[点アノテーションデータの抜粋]

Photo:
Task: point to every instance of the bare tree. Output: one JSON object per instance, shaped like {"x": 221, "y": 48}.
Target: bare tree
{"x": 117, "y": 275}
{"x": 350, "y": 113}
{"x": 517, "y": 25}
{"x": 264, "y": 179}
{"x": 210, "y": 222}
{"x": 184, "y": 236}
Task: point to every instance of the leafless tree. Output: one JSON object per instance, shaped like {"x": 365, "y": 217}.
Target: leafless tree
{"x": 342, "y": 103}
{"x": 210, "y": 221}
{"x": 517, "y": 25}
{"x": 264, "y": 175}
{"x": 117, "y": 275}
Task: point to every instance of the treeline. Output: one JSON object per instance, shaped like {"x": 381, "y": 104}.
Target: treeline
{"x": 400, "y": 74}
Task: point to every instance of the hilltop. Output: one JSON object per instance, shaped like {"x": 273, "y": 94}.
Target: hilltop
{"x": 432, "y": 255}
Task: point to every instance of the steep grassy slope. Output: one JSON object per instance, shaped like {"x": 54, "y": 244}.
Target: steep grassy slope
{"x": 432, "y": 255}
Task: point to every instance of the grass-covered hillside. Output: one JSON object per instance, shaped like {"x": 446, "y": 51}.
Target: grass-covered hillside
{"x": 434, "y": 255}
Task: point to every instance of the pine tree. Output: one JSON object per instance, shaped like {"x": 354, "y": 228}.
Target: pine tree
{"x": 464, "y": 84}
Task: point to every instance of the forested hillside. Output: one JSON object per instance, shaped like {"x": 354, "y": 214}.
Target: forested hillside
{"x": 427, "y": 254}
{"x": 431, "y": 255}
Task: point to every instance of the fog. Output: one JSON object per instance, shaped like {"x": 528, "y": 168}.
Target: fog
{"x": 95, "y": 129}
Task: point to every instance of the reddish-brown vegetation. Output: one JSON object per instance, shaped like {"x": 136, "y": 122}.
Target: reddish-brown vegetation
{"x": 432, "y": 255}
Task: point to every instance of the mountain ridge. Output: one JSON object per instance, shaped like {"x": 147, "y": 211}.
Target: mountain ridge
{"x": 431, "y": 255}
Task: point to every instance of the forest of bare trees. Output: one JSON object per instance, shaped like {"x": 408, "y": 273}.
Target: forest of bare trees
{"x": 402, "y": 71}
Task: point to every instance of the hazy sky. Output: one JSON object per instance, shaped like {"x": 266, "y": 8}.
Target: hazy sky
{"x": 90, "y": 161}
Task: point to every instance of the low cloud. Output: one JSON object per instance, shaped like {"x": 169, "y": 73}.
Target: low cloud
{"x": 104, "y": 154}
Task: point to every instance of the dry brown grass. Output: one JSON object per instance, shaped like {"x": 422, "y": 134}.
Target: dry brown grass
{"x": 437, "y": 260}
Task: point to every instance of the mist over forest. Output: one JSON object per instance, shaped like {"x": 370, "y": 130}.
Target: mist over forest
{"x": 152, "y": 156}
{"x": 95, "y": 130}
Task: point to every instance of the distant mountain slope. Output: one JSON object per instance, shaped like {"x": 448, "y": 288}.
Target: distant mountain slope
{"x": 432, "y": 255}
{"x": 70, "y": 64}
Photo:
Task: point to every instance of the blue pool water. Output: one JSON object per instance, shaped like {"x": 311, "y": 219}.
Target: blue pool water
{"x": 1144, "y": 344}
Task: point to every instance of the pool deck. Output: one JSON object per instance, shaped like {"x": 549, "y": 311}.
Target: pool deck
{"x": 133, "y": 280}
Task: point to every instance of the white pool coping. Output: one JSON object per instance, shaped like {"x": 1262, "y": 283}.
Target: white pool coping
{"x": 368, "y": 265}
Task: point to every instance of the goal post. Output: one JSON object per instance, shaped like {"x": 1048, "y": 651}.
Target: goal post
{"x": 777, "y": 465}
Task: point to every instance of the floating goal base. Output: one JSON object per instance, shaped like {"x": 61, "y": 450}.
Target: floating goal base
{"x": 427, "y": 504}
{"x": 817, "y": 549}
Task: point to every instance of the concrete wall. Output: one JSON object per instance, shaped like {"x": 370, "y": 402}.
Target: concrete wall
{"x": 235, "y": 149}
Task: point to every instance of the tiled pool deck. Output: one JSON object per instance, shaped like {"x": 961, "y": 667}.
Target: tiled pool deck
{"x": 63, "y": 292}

---

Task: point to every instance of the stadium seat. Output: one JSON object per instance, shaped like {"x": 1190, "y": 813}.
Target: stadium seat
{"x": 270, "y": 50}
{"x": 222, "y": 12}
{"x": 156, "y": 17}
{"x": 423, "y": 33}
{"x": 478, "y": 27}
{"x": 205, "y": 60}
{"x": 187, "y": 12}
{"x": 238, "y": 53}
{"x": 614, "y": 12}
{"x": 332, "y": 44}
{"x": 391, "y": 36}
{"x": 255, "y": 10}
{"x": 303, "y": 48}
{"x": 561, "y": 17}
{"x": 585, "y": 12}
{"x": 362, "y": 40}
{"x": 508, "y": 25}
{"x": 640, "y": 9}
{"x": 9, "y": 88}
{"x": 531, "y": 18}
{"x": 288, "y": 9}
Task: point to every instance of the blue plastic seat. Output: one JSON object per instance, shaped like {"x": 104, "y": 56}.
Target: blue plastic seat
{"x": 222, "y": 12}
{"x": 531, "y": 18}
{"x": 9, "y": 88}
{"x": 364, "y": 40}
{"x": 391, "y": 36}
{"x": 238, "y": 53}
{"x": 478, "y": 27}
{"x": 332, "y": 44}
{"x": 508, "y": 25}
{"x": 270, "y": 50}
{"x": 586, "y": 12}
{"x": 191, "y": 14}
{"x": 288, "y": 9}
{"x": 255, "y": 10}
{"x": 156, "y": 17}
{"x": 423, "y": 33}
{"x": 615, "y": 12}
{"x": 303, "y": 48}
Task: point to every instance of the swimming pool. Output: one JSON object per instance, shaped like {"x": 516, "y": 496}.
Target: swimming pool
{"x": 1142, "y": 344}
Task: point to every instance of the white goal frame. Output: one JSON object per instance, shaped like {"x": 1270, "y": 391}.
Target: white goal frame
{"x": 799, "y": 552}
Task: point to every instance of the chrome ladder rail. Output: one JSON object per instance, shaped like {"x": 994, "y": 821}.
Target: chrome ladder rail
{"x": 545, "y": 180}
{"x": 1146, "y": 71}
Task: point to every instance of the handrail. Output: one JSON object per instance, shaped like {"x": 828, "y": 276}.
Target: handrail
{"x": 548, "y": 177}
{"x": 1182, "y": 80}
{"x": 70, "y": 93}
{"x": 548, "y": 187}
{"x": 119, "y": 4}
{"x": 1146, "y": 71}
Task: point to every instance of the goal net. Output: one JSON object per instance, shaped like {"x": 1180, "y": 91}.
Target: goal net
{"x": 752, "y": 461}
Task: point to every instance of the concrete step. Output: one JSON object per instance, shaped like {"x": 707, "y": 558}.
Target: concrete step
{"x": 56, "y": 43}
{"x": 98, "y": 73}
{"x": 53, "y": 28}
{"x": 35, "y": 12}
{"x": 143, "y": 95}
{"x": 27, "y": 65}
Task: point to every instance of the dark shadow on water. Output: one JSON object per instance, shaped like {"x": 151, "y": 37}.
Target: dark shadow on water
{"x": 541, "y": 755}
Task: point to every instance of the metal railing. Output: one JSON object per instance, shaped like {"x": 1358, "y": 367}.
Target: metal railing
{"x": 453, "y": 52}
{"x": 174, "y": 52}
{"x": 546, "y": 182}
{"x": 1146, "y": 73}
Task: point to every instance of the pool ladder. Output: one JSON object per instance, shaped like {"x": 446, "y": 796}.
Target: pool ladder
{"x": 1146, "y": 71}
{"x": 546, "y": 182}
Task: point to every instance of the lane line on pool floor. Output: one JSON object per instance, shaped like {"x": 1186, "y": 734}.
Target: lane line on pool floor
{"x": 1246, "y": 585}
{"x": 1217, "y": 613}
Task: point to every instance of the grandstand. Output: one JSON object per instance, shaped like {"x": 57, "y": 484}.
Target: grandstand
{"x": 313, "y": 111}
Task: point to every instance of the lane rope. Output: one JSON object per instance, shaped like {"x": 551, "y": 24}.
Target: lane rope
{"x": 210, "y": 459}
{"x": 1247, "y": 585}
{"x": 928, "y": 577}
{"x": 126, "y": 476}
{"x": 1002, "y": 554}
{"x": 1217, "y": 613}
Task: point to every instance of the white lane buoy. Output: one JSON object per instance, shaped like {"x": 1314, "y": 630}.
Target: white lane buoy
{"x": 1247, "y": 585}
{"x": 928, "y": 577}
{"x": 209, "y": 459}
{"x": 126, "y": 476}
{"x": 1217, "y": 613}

* * *

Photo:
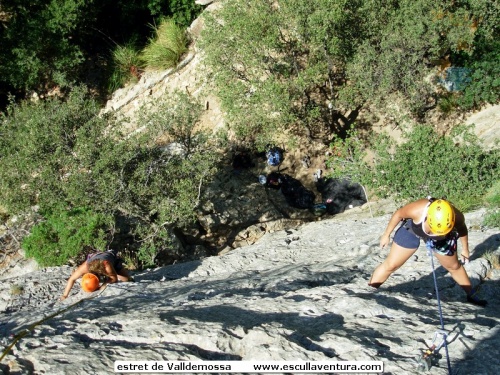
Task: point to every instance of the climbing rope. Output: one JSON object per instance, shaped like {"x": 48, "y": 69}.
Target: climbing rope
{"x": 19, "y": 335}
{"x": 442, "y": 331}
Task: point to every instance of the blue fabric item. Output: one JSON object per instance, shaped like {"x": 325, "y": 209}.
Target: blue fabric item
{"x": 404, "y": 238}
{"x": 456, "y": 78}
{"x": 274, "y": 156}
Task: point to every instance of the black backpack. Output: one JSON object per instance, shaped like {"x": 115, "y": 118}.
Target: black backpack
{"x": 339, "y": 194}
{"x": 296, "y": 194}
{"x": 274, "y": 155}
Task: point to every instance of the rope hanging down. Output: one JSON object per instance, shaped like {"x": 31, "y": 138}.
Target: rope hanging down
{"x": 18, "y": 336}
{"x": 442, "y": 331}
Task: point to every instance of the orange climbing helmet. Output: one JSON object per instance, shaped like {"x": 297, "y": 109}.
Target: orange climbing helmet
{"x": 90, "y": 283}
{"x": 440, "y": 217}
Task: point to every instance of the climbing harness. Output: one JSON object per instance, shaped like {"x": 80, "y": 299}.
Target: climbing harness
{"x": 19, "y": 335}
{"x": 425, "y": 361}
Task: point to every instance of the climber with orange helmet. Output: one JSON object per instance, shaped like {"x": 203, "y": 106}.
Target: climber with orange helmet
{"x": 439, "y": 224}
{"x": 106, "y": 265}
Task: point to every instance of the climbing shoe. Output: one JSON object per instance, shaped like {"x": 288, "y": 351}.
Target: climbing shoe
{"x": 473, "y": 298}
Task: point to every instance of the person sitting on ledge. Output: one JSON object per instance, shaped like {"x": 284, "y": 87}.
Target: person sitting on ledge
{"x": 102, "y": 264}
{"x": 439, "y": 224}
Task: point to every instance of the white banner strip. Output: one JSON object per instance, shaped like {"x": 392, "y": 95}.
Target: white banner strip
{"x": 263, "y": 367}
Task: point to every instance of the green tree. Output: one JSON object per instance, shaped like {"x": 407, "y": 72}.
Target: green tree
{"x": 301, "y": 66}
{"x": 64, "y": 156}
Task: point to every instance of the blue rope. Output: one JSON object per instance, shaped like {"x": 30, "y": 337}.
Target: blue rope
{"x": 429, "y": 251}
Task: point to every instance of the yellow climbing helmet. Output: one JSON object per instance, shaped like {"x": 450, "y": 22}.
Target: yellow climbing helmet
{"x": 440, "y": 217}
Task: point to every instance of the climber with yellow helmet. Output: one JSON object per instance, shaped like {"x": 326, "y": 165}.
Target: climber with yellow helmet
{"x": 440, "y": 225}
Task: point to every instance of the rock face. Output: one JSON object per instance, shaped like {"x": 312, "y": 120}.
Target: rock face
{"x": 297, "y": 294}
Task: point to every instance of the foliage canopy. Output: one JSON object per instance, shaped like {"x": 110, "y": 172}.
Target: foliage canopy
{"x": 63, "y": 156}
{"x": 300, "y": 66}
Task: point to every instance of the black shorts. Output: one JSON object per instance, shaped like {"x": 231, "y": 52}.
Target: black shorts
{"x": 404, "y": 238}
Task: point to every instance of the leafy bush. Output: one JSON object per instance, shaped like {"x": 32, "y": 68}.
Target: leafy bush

◆ 作業内容
「Task: point to every instance of the leafy」を含む行から「Target: leafy bush」を含む行までを両端も含めて、空行を除いた番号付きリストに整えてください。

◆ 出力全文
1. Task: point to every instance of the leafy bush. Output: one JSON object per instance, shaped like {"x": 32, "y": 68}.
2. Target: leafy bush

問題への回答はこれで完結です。